YOUR GOAL - State how many lines of the items below contain the word "rule". Give only the number.

[Items in a dataset]
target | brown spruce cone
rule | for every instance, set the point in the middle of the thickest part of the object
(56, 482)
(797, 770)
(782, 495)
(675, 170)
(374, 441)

RESULT OF THE TASK - 1